Various proposals have been made to replace the system of time zones based on offsets from Coordinated Universal Time (UTC) with UTC+00:00 as a local time globally.

== History ==

For most of history, the position of the sun was used for timekeeping. During the 19th century, most towns kept their own local time. The standardization of time zones started in 1884 in the US.

=== Proposals ===

The time-zone map is a hodgepodge — a jigsaw puzzle by Dalí.
— James Gleick, The New York Times

Arthur C. Clarke proposed the use of a single time zone in 1976. Attempts to abolish time zones date back half a century and include the Swatch Internet Time. Economics professor Steve Hanke and astrophysics professor Dick Henry at Johns Hopkins University have been proponents of the concept and have integrated it in their Hanke–Henry Permanent Calendar.

● **Given information**
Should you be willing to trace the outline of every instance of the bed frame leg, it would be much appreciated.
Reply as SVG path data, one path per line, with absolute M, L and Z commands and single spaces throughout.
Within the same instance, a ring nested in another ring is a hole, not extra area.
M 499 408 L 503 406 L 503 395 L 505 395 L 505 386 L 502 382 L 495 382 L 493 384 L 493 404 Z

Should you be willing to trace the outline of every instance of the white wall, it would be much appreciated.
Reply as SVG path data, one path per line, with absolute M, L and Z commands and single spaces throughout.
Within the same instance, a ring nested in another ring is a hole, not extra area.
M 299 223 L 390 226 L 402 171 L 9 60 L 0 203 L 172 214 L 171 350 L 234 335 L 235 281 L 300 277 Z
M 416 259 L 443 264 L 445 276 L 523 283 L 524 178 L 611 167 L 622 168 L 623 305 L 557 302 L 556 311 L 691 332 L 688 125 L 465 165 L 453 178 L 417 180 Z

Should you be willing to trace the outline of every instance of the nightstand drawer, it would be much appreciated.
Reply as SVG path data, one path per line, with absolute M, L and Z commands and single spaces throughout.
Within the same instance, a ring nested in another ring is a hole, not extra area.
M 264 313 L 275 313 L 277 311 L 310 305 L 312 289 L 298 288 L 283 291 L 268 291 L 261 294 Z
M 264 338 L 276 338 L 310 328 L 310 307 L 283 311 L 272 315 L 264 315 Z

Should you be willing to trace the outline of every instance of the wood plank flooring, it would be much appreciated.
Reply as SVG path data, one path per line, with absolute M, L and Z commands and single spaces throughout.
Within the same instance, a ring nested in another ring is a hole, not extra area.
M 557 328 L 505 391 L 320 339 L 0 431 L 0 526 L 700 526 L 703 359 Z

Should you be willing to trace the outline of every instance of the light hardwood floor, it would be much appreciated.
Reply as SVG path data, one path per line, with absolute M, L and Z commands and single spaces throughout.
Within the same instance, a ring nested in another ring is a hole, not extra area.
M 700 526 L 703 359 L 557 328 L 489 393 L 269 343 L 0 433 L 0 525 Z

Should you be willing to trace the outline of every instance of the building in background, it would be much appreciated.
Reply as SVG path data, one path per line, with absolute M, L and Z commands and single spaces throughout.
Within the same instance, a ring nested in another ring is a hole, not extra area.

● **Given request**
In the text on replacing time zones with a single global time, who proposed a single time zone in 1976?

● **Final result**
Arthur C. Clarke